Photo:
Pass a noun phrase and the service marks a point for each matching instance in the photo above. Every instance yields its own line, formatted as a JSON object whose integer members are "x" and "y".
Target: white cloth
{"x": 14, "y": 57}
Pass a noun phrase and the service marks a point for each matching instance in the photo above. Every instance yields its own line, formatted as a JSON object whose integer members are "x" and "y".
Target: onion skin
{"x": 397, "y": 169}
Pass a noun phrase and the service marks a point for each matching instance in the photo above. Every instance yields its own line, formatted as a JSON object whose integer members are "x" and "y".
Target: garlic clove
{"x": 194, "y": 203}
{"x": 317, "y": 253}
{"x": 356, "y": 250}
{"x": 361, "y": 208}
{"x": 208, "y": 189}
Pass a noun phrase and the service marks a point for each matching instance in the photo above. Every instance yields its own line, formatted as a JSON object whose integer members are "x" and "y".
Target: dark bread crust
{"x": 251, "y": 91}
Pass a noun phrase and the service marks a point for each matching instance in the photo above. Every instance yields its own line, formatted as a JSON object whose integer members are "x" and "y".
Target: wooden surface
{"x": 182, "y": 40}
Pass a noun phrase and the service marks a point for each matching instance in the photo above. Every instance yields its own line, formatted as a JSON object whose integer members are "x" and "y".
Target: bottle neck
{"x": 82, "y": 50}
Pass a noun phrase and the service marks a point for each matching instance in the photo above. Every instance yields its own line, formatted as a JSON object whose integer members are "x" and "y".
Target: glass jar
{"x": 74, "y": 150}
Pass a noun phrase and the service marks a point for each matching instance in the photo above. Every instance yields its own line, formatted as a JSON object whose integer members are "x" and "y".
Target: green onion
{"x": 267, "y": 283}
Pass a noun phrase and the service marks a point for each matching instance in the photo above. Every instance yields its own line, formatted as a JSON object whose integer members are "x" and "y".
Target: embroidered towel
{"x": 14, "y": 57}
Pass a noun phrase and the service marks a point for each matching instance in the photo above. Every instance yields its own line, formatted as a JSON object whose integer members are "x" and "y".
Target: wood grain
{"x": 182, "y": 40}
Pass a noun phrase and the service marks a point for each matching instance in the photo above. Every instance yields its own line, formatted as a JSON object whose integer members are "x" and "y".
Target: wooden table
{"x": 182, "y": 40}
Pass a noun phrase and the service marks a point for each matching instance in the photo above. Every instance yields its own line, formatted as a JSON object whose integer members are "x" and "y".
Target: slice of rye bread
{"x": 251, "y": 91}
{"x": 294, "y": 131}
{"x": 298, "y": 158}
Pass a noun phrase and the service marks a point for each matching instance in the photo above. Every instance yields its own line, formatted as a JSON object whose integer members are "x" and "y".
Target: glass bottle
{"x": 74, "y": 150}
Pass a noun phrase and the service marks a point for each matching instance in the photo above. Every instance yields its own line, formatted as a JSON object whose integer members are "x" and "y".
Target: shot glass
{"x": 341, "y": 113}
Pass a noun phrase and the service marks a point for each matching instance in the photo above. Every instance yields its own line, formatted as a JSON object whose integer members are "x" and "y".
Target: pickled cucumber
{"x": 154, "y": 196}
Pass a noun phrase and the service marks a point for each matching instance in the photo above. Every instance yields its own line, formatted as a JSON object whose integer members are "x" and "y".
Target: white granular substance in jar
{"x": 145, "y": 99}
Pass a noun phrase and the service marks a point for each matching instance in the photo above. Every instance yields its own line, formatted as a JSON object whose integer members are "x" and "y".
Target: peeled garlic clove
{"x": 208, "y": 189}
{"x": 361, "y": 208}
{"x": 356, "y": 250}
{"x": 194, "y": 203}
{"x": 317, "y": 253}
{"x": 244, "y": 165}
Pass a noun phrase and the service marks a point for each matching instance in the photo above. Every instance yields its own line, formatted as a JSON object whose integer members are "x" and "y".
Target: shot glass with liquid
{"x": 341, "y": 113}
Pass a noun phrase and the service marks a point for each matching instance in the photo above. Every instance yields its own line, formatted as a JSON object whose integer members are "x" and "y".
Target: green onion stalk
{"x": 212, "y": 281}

## Task to complete
Repeat each entry above exactly as shown.

## Result of this task
Photo:
Pass a noun phrase and the service marks a point for each matching instance in the photo above. Every instance yields its own line, formatted as a JSON object whose integer members are "x" and "y".
Target: white cloth
{"x": 14, "y": 57}
Pass a noun phrase and the service marks a point for each matching instance in the photo above. Every instance yields its own line, formatted as a JSON object whose integer members are "x" and "y".
Target: onion skin
{"x": 397, "y": 169}
Pass a noun phrase and the service marks a point for each matching instance in the photo above. Every instance yields its own line, formatted as a JSON object whose integer members are "x" and "y".
Target: garlic clove
{"x": 194, "y": 203}
{"x": 317, "y": 253}
{"x": 356, "y": 250}
{"x": 361, "y": 208}
{"x": 208, "y": 189}
Pass a noun phrase and the service marks a point for each matching instance in the photo above. Every instance yields its own line, formatted as a JSON object whose integer members are "x" and "y".
Target: dark bread crust
{"x": 251, "y": 91}
Pass a noun phrase and the service marks a point for each matching instance in the photo above. Every instance yields its own line, formatted as a JSON object whose integer members are "x" and "y".
Target: wooden surface
{"x": 182, "y": 40}
Pass a noun phrase and the service marks a point for each matching instance in the photo above. Every instance yields its own line, formatted as a JSON object whose integer members are "x" and "y".
Target: bottle neck
{"x": 82, "y": 50}
Pass a noun phrase and the service marks a point for each matching instance in the photo above. Every instance yields its own line, formatted as a JSON object whose integer members are "x" and "y".
Target: glass jar
{"x": 74, "y": 150}
Pass a noun phrase and the service marks a point for each matching instance in the photo above. Every instance yields its own line, formatted as a JSON object whose integer members are "x" and "y".
Target: green onion
{"x": 267, "y": 283}
Pass a noun phrase and the service marks a point for each matching instance in the photo above. Every instance yields its own line, formatted as a JSON object whose integer members are "x" and "y".
Target: embroidered towel
{"x": 14, "y": 57}
Pass a noun phrase and the service marks a point for each matching instance in the photo above. Every instance yields its own line, formatted as a JSON object whose integer members are "x" and "y".
Target: wood grain
{"x": 182, "y": 40}
Pass a noun phrase and the service marks a point for each matching instance in the photo above. Every instance yields its own line, formatted as a JSON object whose integer members are "x" and "y".
Target: wooden table
{"x": 182, "y": 40}
Pass a noun phrase and the service marks a point for each matching instance in the photo above. Every instance yields its own line, formatted as a JSON object whose integer members are "x" and "y".
Target: slice of rye bread
{"x": 251, "y": 91}
{"x": 294, "y": 131}
{"x": 298, "y": 158}
Pass a noun phrase and the service marks a point for each matching instance in the photo above. Every instance yields its own line, formatted as a JSON object whose integer members are "x" and "y".
Target: glass bottle
{"x": 74, "y": 150}
Pass a noun phrase and the service marks a point for each matching instance in the photo above. Every instance yields its own line, formatted as a JSON object whose integer members are "x" and "y".
Target: shot glass
{"x": 341, "y": 113}
Pass a noun phrase and the service marks a point for each matching instance in the photo above. Every instance yields its own line, formatted as a JSON object whose integer members are "x" and "y".
Target: pickled cucumber
{"x": 154, "y": 196}
Pass a noun phrase and the service marks a point for each matching instance in the photo above. Every instance yields its own line, formatted as a JSON object whose integer members are "x" and "y".
Target: white granular substance in jar
{"x": 145, "y": 99}
Pass a noun phrase and the service marks a point for each matching instance in the photo above. Every instance yields its own line, formatted as a JSON object whose integer members are "x" and "y".
Target: peeled garlic clove
{"x": 208, "y": 189}
{"x": 361, "y": 208}
{"x": 356, "y": 250}
{"x": 194, "y": 203}
{"x": 317, "y": 253}
{"x": 244, "y": 165}
Pass a noun phrase and the service marks a point for each matching instance in the photo above. Every instance yields its own line, formatted as a JSON object whose integer members are "x" and "y".
Target: shot glass with liquid
{"x": 341, "y": 113}
Pass a noun phrase and the service marks a point for each matching instance in the photo above. Every instance yields its own line, formatted as a JSON object whose integer members are "x" and "y".
Target: green onion stalk
{"x": 212, "y": 281}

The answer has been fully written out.